[Opening Excerpted text section]

TAMPERE, Finland — They say beauty is in the eye of the beholder. In the future however, that may change to “humanity is in the eye of the beholder.” A fascinating, futuristic new study finds making eye contact with a robot likely evokes the same physiological responses as locking eyes with a real person. Due to this revelation, researchers from from Tampere University are confident future interactions between humans and humanoid robots will be quite smooth.
It feels absolutely unavoidable at this point — considering recent rapid advancements in robotic technology — that people will be interacting with “social robots” more and more on a daily basis in the coming years. Robotic humanoid waiters in restaurants or perhaps an upgraded version of Amazon’s Alexa that actually looks like a person. All of that isn’t too far away.
Face-to-face with the future
Now, it’s not uncommon for people tend to place human characteristics on robots. For example, countless people have become frustrated toward home assistants when they don’t produce the answer they’re looking for. However, study authors wanted to take this line of thinking a bit further by asking what type of automatic, physiological responses do interactions with robots invoke in humans? Do our bodies react similarly to when we encounter another person?
To answer these questions, researchers analyzed physiological reactions among a group of participants as they either made direct eye contact with a humanoid robot or a real person.

[Closing Excerpted text section]

Exercise requirements =>
**a.** According to the article about eye contact with robots, which university are the researchers from?
**b.** Decide whether each statement agrees with the article about eye contact with robots, and quote the words that settle it: (i) Making eye contact with a robot likely evokes the same physiological responses as making eye contact with a real person. (ii) The researchers doubt that future interactions between humans and humanoid robots will go smoothly. (iii) Participants made direct eye contact with either a humanoid robot or a real person.
**c.** Carry on writing the article about eye contact with robots, picking up after its last sentence.
The listing that comes next has no connection to the article about eye contact with robots.

[Opening Supplied records section]

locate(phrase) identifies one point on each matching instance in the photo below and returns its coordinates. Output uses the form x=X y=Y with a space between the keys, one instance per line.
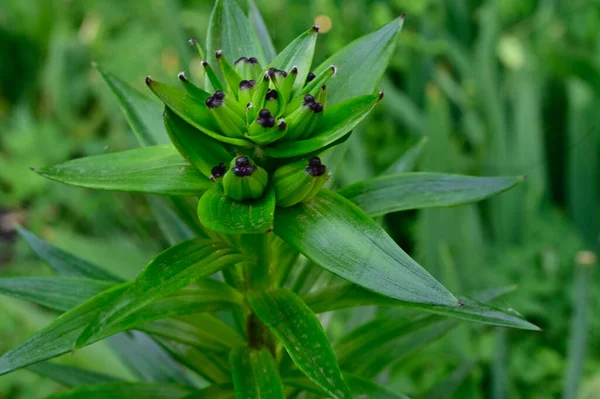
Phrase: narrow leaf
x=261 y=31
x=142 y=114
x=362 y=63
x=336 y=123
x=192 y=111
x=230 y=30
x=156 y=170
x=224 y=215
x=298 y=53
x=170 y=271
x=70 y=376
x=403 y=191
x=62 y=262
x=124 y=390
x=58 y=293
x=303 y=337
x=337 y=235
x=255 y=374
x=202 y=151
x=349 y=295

[Closing Supplied records section]
[Opening Supplied records section]

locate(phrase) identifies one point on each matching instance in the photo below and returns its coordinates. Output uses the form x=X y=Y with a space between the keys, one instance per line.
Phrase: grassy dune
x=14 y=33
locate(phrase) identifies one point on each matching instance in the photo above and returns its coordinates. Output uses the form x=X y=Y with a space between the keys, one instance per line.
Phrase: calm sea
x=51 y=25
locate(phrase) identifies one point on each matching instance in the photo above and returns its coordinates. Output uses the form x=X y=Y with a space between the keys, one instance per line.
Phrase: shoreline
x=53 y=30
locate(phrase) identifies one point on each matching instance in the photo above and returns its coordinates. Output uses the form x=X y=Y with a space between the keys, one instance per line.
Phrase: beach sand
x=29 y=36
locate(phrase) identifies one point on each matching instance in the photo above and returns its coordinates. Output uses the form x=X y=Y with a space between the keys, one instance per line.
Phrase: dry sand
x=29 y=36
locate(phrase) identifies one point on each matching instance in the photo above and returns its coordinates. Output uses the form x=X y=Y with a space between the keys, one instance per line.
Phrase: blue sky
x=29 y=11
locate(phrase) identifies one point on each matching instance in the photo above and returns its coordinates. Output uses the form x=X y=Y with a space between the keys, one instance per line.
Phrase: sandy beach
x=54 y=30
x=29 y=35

[Closing Supplied records section]

Replies =>
**a.** Tampere University.

**b.**
(i) Yes: "making eye contact with a robot likely evokes the same physiological responses as locking eyes with a real person."
(ii) No: "confident future interactions between humans and humanoid robots will be quite smooth."
(iii) Yes: "as they either made direct eye contact with a humanoid robot or a real person."

**c.**
To start, researchers placed volunteers face-to-face with another person or a robot. Then, the two parties either looked directly at one another or avoided making eye contact by averting their gaze. During these interactions, researchers tracked and measured participants’ skin conductance and heart rate. Both of these readings are indicative of autonomous nervous system activation, positive affective reactions, and focused attention.
Eye contact puts a smile on anyone’s face — even a robot’s!
Regardless of whether or not they were across the room from another person or a robot, all of participants’ physiological reactions were stronger when making direct eye contact as opposed to looking away. Making eye contact with both a robot or a person invoked the same responses: focused attention, arousal activation, and a positive emotional response.
“Our results indicate that the non-linguistic, interaction-regulating cues of social robots can affect humans in the same way as similar cues presented by other people. Interestingly, we respond to signals that have evolved over the course of evolution to regulate human interaction even when these signals are transmitted by robots. Such evidence allows us to anticipate that as robot technology develops, our interaction with the social robots of the future may be surprisingly seamless,” says doctoral researcher Helena Kiilavuori in a university release.
“The results were quite astonishing for us, too, because our previous results have shown that eye contact only elicits the reactions we perceived in this study when the participants know that another person is actually seeing them. For example, in a video conference, eye contact with the person on the screen does not cause these reactions if the participant knows that his or her own camera is off, and the other person is unable to see him or her. The fact that eye contact with a robot produces such reactions indicates that even though we know the robot is a lifeless machine, we treat it instinctively as if it could see us. As if it had a mind which looked at us,” concludes Professor of Psychology Jari Hietanen, director of the project.
The study is published in Biological Psychology.